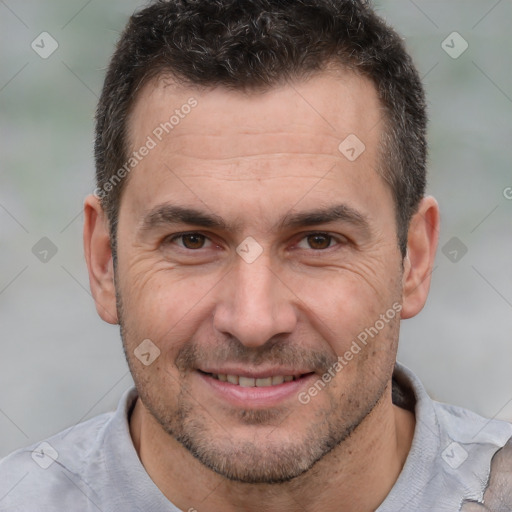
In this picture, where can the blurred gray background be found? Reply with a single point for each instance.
(60, 364)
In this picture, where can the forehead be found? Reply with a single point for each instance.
(218, 140)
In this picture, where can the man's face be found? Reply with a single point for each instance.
(262, 291)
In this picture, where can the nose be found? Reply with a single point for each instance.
(255, 305)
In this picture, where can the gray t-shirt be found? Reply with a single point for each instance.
(94, 466)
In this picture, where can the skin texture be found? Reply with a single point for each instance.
(252, 159)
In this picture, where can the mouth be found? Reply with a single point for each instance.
(254, 382)
(261, 390)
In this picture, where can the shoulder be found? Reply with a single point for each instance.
(51, 475)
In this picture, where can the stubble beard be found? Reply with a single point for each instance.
(264, 460)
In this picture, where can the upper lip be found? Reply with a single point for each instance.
(255, 373)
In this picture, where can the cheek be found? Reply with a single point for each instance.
(162, 303)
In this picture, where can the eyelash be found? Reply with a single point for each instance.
(341, 240)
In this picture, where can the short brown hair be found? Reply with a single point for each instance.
(258, 44)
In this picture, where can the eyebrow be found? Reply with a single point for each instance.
(168, 214)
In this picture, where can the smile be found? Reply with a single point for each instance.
(251, 382)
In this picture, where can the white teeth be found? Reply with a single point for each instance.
(261, 383)
(246, 382)
(277, 379)
(250, 382)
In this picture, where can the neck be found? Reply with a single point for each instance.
(371, 458)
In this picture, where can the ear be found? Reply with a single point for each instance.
(98, 254)
(419, 260)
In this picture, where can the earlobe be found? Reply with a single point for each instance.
(419, 261)
(98, 255)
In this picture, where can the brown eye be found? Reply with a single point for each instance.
(193, 240)
(319, 241)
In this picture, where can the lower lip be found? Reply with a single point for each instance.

——

#### [What you should do]
Copy all of the records above word for word, leaving out the picture.

#### [Answer]
In this picture, where can the blurred gray background be found? Reply with a single point for each instance.
(60, 364)
In this picture, where can the forehead be found? Reply with a single point for each instance.
(218, 140)
In this picture, where can the man's face be found? Reply with a single point for each instance.
(262, 291)
In this picture, where can the nose be found? Reply with a single point for each instance.
(255, 305)
In this picture, where can the gray t-shirt be found? Reply with a single point for each instance.
(94, 466)
In this picture, where can the skin texture be found? Reply with a single point for each instance.
(252, 159)
In this picture, where can the mouth be found? Reply with a single point for each instance.
(254, 382)
(261, 390)
In this picture, where can the shoulder be found? Reply with a single point for each instance.
(51, 475)
In this picture, where can the stubble beard be found? Reply with a single point for each instance.
(264, 460)
In this picture, where can the upper lip be found? Reply with a single point for each instance.
(255, 373)
In this picture, where can the cheek be found? Reply with a single point for each instance.
(162, 303)
In this picture, where can the eyelash be found? Reply with a single point for each instance.
(341, 240)
In this picture, where can the short brown hair be found? Reply with a single point for each instance.
(258, 44)
In this picture, where can the eyebrow be found? Reply with a single point for each instance.
(168, 214)
In this picture, where can the smile be found? Reply with a single point for each instance.
(251, 382)
In this picture, where can the white teeth be found? Reply with a single point for each instance.
(261, 383)
(246, 382)
(277, 379)
(250, 382)
In this picture, where can the neck be found? Reply with a single point for each instance.
(371, 458)
In this picture, where can the ear be found? Reply with a single point for each instance.
(98, 254)
(419, 260)
In this picture, where can the earlobe be found? Reply with a single point for each instance.
(419, 261)
(98, 255)
In this picture, where can the brown eye be found? Reply with a single point for each instance.
(193, 240)
(319, 241)
In this picture, where can the lower lip be found? Reply with a single point for each instance.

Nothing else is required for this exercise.